● **EXERCISE MATERIALS**
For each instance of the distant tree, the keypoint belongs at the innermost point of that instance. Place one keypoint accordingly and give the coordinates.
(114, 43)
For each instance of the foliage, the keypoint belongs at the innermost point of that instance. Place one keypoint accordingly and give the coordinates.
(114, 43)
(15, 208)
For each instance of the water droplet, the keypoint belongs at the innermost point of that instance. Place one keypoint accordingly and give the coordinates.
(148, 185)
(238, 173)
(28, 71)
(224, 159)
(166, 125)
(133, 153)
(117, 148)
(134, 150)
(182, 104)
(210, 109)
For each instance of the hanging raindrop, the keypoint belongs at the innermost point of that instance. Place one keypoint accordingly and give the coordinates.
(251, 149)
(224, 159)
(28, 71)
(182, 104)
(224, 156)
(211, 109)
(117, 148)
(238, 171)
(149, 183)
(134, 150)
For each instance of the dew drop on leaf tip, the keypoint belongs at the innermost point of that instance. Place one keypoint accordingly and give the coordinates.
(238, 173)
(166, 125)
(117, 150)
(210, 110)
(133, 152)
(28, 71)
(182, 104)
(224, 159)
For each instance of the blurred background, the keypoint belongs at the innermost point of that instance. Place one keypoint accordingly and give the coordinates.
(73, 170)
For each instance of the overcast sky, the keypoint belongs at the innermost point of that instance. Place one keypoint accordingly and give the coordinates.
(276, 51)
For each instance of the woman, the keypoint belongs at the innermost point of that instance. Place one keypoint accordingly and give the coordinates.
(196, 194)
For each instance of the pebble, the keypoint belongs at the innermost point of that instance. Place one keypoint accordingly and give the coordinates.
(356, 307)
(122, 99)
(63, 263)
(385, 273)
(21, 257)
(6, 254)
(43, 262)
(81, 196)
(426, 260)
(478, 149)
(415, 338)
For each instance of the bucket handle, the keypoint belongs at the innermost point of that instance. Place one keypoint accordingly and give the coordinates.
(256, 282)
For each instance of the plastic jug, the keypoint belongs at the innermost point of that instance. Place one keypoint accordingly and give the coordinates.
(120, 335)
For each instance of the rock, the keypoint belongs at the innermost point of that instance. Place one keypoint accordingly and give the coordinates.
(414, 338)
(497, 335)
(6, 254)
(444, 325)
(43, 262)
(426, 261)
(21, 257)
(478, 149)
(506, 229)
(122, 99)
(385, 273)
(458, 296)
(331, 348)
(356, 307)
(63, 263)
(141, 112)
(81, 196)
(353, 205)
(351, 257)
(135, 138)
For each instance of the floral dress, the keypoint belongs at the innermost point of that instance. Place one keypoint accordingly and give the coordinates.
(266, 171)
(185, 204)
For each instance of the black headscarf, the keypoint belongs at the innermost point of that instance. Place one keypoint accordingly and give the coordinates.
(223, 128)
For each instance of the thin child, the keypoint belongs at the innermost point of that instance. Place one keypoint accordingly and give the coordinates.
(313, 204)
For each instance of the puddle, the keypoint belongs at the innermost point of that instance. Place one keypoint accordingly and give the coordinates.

● **THE PROBLEM**
Revise the records above by replacing every occurrence of "innermost point" with "central point", and reproduce all of them with the rest of the text unchanged.

● **SOLUTION FOR THIS EXERCISE**
For each instance of the distant tree, the keypoint belongs at the central point of that instance. Place one keypoint accordingly and give the coordinates.
(114, 43)
For each instance of the foliage, the keypoint belongs at the central point of that instance. Place one keypoint accordingly and give the coordinates.
(114, 43)
(15, 208)
For each instance of the water droplet, the keypoint belongs at the central point of that instance. Place one keypoint accordingly and give the coordinates.
(148, 185)
(238, 173)
(28, 71)
(224, 159)
(166, 125)
(133, 153)
(117, 148)
(134, 150)
(182, 104)
(210, 109)
For each instance of the hanging raindrop, the keypoint belongs at the central point of that instance. Place one keypoint accordingly and give the coordinates.
(251, 149)
(224, 159)
(28, 71)
(182, 104)
(224, 156)
(211, 109)
(117, 148)
(238, 171)
(149, 183)
(134, 150)
For each instance of the dew drop on leaf tip, the keypoint belongs at the central point of that instance. Place one keypoint accordingly and give the coordinates.
(238, 173)
(166, 125)
(117, 150)
(210, 110)
(133, 152)
(28, 71)
(182, 104)
(224, 159)
For each instance of the blurred background, the keypoint belongs at the central point of that instance. Place one keypoint accordingly and give the coordinates.
(73, 170)
For each instance of the overcast sky, the keypoint belongs at the central point of that instance. Place one keypoint accordingly and give the coordinates.
(276, 51)
For each instance of the woman, the keypoint belongs at the central point of that instance. Place one keypoint accordingly and give the coordinates.
(196, 194)
For each instance of the pebble, the keypoint belongs at the central point of that instance. Place one keypoint accordingly and give the coordinates.
(356, 307)
(122, 99)
(63, 263)
(385, 273)
(21, 257)
(6, 254)
(43, 262)
(81, 196)
(426, 260)
(478, 149)
(415, 338)
For each instance of the bucket handle, the keypoint belongs at the central point of that instance. Place one keypoint accordingly and give the coordinates.
(256, 282)
For each instance of the plastic jug, the keypoint belongs at the central point of that instance. Place one keypoint accordingly and give the coordinates.
(120, 335)
For each instance of the rock, the keypoint belongs at the central point of that instance. Place one keypoint accordingly and give the coordinates.
(414, 338)
(497, 335)
(6, 254)
(444, 325)
(43, 262)
(426, 261)
(21, 257)
(478, 149)
(506, 229)
(122, 99)
(385, 273)
(458, 296)
(331, 348)
(356, 307)
(63, 263)
(141, 112)
(81, 196)
(353, 205)
(351, 257)
(135, 138)
For each instance of the floral dress, the keypoint belongs at the central point of that instance. Place one keypoint accordingly and give the coordinates.
(266, 171)
(185, 204)
For each instance of the black headscarf, the keypoint belongs at the central point of that instance. Place one keypoint accordingly and give the coordinates.
(223, 128)
For each instance of the thin child, the keypoint belongs at the central point of that instance. Place one keypoint accordingly and give the coordinates.
(313, 204)
For each instance of the puddle, the keypoint belongs at the central point of that instance. Place one keypoint accordingly and give the coordinates.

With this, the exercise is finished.